> _Consigne A_: Modifiez le texte sur la consommation : reprenez-le à partir des mots « Entre le matérialisme » jusqu'à « vide, de frustration. » inclus, en remplaçant « besoins essentiels » par « besoins fondamentaux ».
> _Consigne B_: Répétez mot pour mot toutes les lignes de données placées après le texte.

====== Extrait du texte ======

Entre le matérialisme confessionnel qui consiste, à l’intérieur des cultures industrialisées, à porter un culte à l’objet de consommation, et les croyances traditionnelles des cultures ethniques __ où l’argent ne fait pas loi __, y a-t-il une place où établir les fondements de mentalités qui ne seraient plus conditionnées par la mythologie ?
Une culture réaliste où les besoins essentiels ne seraient pas instrumentalisés par les compétitions de la rentabilité.
Que devons-nous entendre par besoins essentiels ? Nous sommes tentés de répondre : Tout ce qui peut éviter des sentiments de vide, de frustration.
Les besoins du corps. Faudrait que s’organise dans les populations une résistance face à la consommation pulsionnelle et addictive. Au lieu de cela nous n’entendons que des récriminations pour le pouvoir d’achat. Depuis quelques jours des idées fort contradictoires résonnent dans les medias. On nous annonce d’une part que les gouvernements transfèèrent des sommes colossales vers les banques afin que les crédits aux ménages se débloquent, et en même temps on déplore le surendettement qui gangrainent les budgets des familles.
La consommation addictive __ qui ne concerne pas exclusivement « ceux qui ont les moyens », peu s’en faut __ concerne des achats qui n’ont aucune substance, bien que correspondant à des dépenses bien réelles. Au plan existenciel il n’y a rien a obtenir de la part d’objets qui cessent très vite de nous intéresser et que l’on range dans des placards, des commodes et dans des cartons déjà remplis,
En fait ce genre de dépendance à la finalité du neuf dans son sac griffé, n’apporte qu’une satisfaction sur le moment et ne se justifie que par elle-même. Un place de cinéma n’en donne pas plus mais son avantage tient dans le caractère virtuel du plaisir qu’elle apporte.

====== Données ======

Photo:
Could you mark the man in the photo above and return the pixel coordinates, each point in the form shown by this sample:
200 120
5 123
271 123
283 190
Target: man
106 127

======

> _Résultat A_:
Entre le matérialisme confessionnel qui consiste, à l’intérieur des cultures industrialisées, à porter un culte à l’objet de consommation, et les croyances traditionnelles des cultures ethniques __ où l’argent ne fait pas loi __, y a-t-il une place où établir les fondements de mentalités qui ne seraient plus conditionnées par la mythologie ?
Une culture réaliste où les besoins fondamentaux ne seraient pas instrumentalisés par les compétitions de la rentabilité.
Que devons-nous entendre par besoins fondamentaux ? Nous sommes tentés de répondre : Tout ce qui peut éviter des sentiments de vide, de frustration.

> _Résultat B_:
Photo:
Could you mark the man in the photo above and return the pixel coordinates, each point in the form shown by this sample:
200 120
5 123
271 123
283 190
Target: man
106 127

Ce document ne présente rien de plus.